WHAT YOU HAVE TO DO:
Print verbatim the lines of the entries from the one containing "You are given a photograph. Could you point to the sandy" to the last, inclusive, and no others.
********************
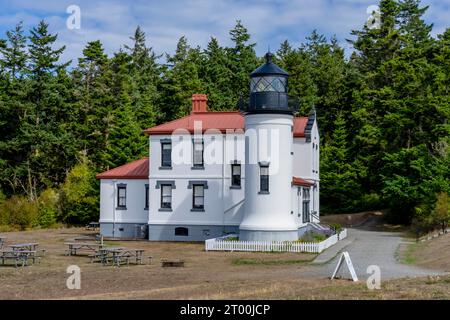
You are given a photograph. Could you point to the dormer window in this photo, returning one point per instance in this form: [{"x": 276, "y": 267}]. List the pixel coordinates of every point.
[{"x": 166, "y": 154}]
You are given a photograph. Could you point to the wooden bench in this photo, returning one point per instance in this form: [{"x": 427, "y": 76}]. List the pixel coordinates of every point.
[
  {"x": 75, "y": 247},
  {"x": 93, "y": 226},
  {"x": 172, "y": 263}
]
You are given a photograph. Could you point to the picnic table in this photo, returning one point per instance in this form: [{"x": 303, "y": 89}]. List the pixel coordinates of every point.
[
  {"x": 74, "y": 247},
  {"x": 118, "y": 256},
  {"x": 19, "y": 256},
  {"x": 24, "y": 246},
  {"x": 93, "y": 226}
]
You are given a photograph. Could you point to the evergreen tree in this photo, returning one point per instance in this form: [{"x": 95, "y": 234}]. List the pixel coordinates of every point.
[
  {"x": 243, "y": 61},
  {"x": 217, "y": 75},
  {"x": 145, "y": 74},
  {"x": 180, "y": 80}
]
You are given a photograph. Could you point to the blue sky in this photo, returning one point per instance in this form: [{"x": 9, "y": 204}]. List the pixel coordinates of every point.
[{"x": 269, "y": 22}]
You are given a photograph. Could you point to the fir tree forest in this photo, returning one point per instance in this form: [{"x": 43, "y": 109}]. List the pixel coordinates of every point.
[{"x": 383, "y": 111}]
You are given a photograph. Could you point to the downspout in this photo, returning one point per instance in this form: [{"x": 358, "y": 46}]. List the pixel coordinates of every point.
[
  {"x": 223, "y": 182},
  {"x": 114, "y": 207}
]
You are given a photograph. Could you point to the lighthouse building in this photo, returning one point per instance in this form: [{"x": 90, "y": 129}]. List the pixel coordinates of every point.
[{"x": 254, "y": 172}]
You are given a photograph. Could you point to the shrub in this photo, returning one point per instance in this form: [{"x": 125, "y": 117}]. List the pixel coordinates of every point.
[
  {"x": 441, "y": 212},
  {"x": 79, "y": 196},
  {"x": 19, "y": 212},
  {"x": 47, "y": 207}
]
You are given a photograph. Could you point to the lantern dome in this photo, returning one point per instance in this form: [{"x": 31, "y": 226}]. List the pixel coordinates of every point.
[{"x": 268, "y": 89}]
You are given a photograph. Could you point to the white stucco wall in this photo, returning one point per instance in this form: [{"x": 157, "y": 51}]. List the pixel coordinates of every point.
[
  {"x": 135, "y": 204},
  {"x": 269, "y": 212},
  {"x": 307, "y": 160},
  {"x": 223, "y": 206}
]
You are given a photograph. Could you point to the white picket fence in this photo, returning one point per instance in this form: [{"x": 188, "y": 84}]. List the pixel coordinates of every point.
[{"x": 222, "y": 244}]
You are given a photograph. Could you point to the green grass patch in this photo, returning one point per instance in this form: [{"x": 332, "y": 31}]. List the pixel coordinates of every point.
[
  {"x": 261, "y": 262},
  {"x": 408, "y": 256}
]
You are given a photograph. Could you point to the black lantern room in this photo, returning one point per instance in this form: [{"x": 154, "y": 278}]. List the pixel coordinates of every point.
[{"x": 268, "y": 89}]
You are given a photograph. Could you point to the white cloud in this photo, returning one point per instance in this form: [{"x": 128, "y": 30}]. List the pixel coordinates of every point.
[{"x": 164, "y": 22}]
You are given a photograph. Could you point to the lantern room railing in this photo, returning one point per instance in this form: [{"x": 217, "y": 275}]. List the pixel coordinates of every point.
[{"x": 269, "y": 101}]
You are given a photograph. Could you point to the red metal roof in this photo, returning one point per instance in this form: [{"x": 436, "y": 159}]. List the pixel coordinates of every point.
[
  {"x": 301, "y": 182},
  {"x": 300, "y": 126},
  {"x": 138, "y": 169},
  {"x": 216, "y": 120}
]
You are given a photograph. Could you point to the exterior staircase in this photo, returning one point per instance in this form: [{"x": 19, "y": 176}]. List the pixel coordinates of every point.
[{"x": 321, "y": 228}]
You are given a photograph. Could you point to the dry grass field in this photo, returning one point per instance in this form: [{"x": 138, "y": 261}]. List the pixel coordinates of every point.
[{"x": 206, "y": 275}]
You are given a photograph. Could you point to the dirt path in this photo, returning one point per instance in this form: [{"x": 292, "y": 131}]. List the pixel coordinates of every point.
[{"x": 368, "y": 246}]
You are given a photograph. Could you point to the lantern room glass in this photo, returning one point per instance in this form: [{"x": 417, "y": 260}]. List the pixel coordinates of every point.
[{"x": 268, "y": 84}]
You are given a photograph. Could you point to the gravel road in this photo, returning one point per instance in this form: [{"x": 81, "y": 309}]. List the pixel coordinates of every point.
[{"x": 369, "y": 247}]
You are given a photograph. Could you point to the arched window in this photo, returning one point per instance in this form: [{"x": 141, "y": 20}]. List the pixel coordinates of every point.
[{"x": 181, "y": 231}]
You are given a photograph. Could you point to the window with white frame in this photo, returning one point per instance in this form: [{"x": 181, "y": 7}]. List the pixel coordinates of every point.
[
  {"x": 198, "y": 197},
  {"x": 264, "y": 178},
  {"x": 198, "y": 153},
  {"x": 121, "y": 196},
  {"x": 166, "y": 196},
  {"x": 166, "y": 154},
  {"x": 235, "y": 175}
]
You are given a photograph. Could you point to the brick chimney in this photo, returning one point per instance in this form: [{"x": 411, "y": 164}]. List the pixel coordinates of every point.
[{"x": 199, "y": 103}]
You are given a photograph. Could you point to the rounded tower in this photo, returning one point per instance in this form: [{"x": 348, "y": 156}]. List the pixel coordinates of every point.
[{"x": 269, "y": 158}]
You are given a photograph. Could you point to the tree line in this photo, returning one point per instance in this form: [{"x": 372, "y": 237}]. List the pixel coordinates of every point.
[{"x": 383, "y": 113}]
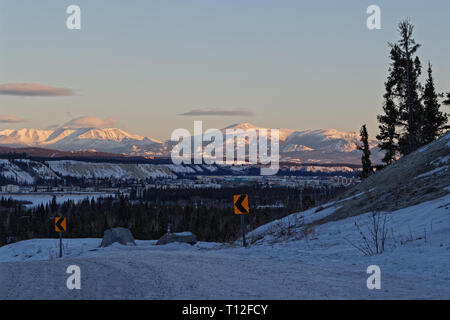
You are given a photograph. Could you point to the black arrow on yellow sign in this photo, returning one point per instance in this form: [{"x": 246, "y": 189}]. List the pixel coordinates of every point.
[
  {"x": 241, "y": 204},
  {"x": 60, "y": 224}
]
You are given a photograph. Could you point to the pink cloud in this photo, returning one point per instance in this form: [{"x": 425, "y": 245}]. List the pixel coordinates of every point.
[{"x": 33, "y": 90}]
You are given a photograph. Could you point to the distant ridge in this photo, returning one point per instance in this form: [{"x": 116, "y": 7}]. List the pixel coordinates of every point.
[{"x": 307, "y": 146}]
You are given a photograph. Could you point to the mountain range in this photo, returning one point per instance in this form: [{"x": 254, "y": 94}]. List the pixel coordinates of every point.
[{"x": 312, "y": 146}]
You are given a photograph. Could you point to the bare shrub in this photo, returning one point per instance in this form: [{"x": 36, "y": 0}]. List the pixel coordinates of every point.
[{"x": 374, "y": 236}]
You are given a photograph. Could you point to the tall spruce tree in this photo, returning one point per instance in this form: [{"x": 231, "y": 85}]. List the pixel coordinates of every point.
[
  {"x": 433, "y": 119},
  {"x": 407, "y": 88},
  {"x": 447, "y": 102},
  {"x": 365, "y": 159},
  {"x": 389, "y": 121}
]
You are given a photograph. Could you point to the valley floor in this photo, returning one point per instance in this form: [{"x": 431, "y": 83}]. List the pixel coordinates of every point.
[{"x": 324, "y": 267}]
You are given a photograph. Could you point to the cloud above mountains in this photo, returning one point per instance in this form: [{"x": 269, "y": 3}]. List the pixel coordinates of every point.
[
  {"x": 218, "y": 112},
  {"x": 33, "y": 90},
  {"x": 90, "y": 122},
  {"x": 7, "y": 118}
]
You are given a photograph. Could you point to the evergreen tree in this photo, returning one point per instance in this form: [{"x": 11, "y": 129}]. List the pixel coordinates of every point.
[
  {"x": 434, "y": 120},
  {"x": 365, "y": 159},
  {"x": 407, "y": 71},
  {"x": 388, "y": 135},
  {"x": 447, "y": 102}
]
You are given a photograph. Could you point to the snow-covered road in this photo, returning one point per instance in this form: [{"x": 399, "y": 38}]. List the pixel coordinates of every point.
[{"x": 201, "y": 274}]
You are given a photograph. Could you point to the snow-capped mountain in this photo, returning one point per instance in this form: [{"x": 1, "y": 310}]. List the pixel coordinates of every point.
[
  {"x": 321, "y": 146},
  {"x": 110, "y": 140}
]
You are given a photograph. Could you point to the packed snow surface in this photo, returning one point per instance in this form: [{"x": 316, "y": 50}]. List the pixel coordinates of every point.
[{"x": 277, "y": 265}]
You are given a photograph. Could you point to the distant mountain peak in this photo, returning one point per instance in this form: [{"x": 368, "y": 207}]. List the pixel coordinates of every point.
[{"x": 318, "y": 145}]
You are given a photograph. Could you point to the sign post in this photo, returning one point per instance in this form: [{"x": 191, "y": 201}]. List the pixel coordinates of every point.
[
  {"x": 241, "y": 207},
  {"x": 60, "y": 226}
]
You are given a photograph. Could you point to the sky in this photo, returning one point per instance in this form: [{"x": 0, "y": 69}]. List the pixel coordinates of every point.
[{"x": 150, "y": 67}]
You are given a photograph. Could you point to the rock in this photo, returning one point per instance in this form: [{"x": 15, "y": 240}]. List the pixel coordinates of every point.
[
  {"x": 120, "y": 235},
  {"x": 186, "y": 237}
]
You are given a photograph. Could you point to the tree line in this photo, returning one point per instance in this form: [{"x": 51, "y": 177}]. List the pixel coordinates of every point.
[{"x": 411, "y": 114}]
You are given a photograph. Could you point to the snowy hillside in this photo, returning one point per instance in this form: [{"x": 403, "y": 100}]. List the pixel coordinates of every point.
[
  {"x": 320, "y": 263},
  {"x": 398, "y": 220}
]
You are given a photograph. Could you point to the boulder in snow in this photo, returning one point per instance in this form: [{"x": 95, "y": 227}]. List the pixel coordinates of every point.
[
  {"x": 186, "y": 237},
  {"x": 120, "y": 235}
]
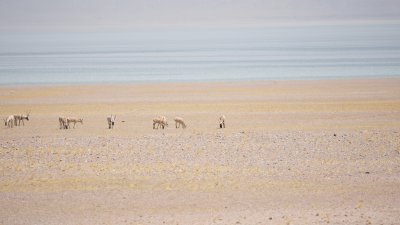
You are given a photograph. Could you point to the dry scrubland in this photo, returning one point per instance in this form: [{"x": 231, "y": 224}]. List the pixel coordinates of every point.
[{"x": 293, "y": 152}]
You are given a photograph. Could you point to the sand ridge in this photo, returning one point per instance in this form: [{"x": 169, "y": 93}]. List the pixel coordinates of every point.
[{"x": 293, "y": 152}]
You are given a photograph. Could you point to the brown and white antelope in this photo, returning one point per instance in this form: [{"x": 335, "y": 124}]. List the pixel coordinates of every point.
[
  {"x": 111, "y": 121},
  {"x": 63, "y": 122},
  {"x": 160, "y": 121},
  {"x": 24, "y": 117},
  {"x": 179, "y": 122},
  {"x": 74, "y": 120},
  {"x": 222, "y": 121},
  {"x": 9, "y": 121}
]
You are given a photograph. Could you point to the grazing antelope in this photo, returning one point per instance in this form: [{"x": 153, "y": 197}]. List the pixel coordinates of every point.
[
  {"x": 222, "y": 121},
  {"x": 24, "y": 117},
  {"x": 9, "y": 121},
  {"x": 17, "y": 118},
  {"x": 111, "y": 121},
  {"x": 160, "y": 121},
  {"x": 63, "y": 122},
  {"x": 178, "y": 122},
  {"x": 74, "y": 120}
]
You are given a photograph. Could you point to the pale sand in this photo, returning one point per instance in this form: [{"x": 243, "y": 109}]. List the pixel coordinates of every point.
[{"x": 293, "y": 152}]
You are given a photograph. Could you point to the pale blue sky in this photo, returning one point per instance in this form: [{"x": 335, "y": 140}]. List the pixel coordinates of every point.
[{"x": 41, "y": 15}]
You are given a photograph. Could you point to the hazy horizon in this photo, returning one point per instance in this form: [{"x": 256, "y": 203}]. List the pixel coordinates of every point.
[{"x": 91, "y": 15}]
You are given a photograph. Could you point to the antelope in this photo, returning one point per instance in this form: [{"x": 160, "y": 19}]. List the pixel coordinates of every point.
[
  {"x": 9, "y": 122},
  {"x": 160, "y": 121},
  {"x": 111, "y": 121},
  {"x": 74, "y": 120},
  {"x": 222, "y": 121},
  {"x": 178, "y": 122},
  {"x": 24, "y": 117},
  {"x": 17, "y": 118},
  {"x": 63, "y": 122}
]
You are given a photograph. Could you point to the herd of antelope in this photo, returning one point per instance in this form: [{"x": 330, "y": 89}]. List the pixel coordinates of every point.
[
  {"x": 15, "y": 120},
  {"x": 64, "y": 122}
]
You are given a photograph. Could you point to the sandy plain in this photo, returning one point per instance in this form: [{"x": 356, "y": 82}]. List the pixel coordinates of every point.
[{"x": 293, "y": 152}]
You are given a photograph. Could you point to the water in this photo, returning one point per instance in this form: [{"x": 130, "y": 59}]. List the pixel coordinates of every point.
[{"x": 314, "y": 52}]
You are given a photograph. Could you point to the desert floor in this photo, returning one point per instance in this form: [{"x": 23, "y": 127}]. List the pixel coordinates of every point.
[{"x": 292, "y": 152}]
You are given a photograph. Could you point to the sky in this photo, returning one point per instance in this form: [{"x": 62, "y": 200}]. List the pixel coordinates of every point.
[{"x": 48, "y": 15}]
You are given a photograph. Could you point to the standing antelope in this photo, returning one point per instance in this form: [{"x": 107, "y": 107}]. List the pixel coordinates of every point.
********************
EXERCISE RESPONSE:
You are given a photograph. Could you point to the sandy plain in this photo, returning one point per instance in this form: [{"x": 356, "y": 82}]. List the pixel coordinates of every point.
[{"x": 293, "y": 152}]
You are given a photograph. Could you point to the water in this photo, returning one point per instance in this form: [{"x": 130, "y": 59}]. List the pixel coordinates of every point.
[{"x": 314, "y": 52}]
You are given a photograph. Could you point to the desert floor in this photo, returning one point per instance in this form: [{"x": 23, "y": 127}]. List the pixel coordinates of every point.
[{"x": 292, "y": 152}]
You are given a photograph. Could you point to the sky in this photo, returning one point per instance in this form: [{"x": 62, "y": 200}]. List the pixel coordinates of every point.
[{"x": 48, "y": 15}]
You are given a photograph. Could you point to the standing antelope in this photo, returning one point per instance in this form: [{"x": 107, "y": 107}]. List the pixel coordinates of every point.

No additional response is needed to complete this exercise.